— start —

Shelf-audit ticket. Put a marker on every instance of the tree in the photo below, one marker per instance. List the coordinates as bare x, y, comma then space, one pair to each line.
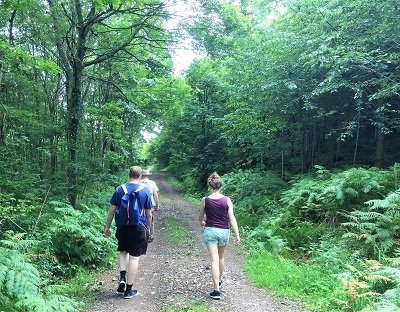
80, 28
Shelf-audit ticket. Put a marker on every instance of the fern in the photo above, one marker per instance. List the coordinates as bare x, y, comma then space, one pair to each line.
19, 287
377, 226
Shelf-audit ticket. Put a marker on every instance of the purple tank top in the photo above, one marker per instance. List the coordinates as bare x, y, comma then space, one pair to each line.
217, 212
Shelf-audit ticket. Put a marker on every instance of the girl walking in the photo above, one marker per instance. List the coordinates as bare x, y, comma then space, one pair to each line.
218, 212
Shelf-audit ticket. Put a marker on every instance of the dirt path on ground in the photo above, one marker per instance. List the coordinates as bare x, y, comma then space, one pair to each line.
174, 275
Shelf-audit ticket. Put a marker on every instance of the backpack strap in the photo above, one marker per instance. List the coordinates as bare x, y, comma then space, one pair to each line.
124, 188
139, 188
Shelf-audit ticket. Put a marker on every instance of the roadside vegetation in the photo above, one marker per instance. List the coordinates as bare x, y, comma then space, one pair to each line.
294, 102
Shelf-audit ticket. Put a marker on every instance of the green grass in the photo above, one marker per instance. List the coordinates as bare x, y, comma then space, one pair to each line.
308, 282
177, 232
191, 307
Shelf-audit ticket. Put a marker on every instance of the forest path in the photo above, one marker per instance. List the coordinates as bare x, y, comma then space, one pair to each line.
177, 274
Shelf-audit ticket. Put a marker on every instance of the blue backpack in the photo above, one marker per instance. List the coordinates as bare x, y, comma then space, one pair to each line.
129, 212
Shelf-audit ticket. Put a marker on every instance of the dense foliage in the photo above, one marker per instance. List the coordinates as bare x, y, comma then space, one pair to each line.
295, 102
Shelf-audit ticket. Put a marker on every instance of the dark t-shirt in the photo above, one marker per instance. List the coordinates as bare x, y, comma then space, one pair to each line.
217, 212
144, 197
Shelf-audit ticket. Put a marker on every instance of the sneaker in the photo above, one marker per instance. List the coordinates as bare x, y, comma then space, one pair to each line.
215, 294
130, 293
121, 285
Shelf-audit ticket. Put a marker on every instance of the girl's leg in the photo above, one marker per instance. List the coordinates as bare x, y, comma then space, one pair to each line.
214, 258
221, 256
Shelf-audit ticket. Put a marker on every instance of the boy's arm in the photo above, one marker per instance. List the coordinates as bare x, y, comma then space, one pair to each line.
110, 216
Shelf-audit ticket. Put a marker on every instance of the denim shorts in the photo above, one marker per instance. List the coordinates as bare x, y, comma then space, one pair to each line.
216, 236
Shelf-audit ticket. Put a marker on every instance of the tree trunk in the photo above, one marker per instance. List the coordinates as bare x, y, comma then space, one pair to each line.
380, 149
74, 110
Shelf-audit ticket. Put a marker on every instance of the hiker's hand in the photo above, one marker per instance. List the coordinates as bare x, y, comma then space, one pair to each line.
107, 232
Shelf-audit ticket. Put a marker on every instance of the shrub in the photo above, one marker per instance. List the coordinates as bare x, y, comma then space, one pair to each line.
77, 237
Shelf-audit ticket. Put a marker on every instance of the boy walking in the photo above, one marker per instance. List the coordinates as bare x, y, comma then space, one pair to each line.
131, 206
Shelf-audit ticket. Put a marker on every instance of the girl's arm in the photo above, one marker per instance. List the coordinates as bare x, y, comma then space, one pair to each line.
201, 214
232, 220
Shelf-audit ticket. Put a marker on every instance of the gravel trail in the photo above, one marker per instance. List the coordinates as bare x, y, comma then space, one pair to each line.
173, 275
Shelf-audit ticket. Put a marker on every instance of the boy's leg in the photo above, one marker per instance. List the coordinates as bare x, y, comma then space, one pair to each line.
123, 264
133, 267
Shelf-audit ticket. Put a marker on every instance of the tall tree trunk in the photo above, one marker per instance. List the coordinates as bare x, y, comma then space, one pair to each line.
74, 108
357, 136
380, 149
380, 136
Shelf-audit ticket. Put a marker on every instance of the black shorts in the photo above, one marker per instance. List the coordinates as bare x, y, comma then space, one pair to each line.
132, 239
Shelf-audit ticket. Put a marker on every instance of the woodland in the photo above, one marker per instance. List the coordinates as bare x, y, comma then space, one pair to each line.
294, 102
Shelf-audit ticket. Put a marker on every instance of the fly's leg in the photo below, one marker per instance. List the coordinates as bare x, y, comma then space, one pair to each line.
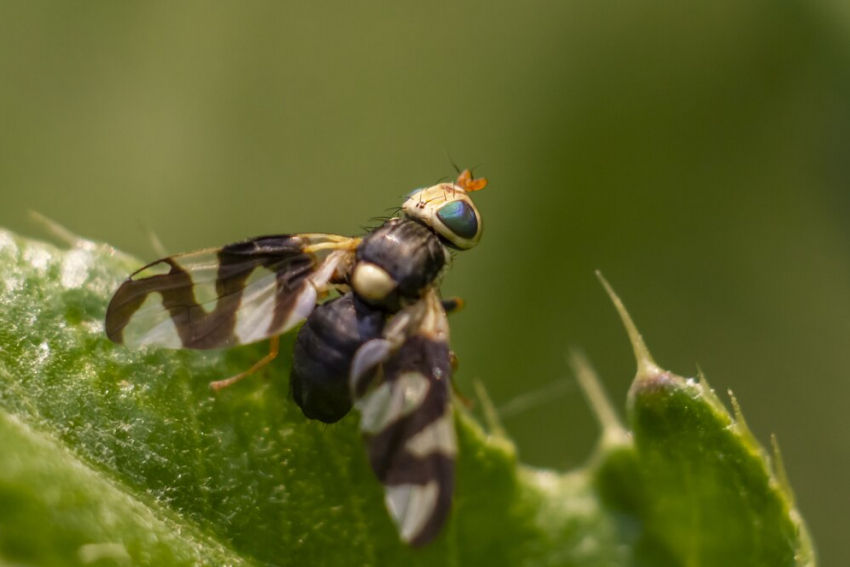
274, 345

— end —

» **Challenge**:
Copy the records starting at the line that contains "Shelf-audit ticket. Put a marker on every instance of the fly's" and ending at the end of the records, swapping "photo" for "image" and changing nothing else. Leave the picture out of your answer.

» **Written solution**:
Shelf-audit ticket. Put a marker on every instance of the fly's leg in the image below, one marker per instance. List the coordinates as bare x, y, comma then space, one pair to each line.
274, 345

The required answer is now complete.